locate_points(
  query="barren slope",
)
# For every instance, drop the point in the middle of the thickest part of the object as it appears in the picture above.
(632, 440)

____________________

- **GIVEN PROBLEM**
Reproduce every one of the items above verbatim, line for line.

- **SOLUTION**
locate_points(
  query="barren slope",
)
# For every instance, drop the point in the middle of the thickest part of the object as it appears in the picture above.
(632, 440)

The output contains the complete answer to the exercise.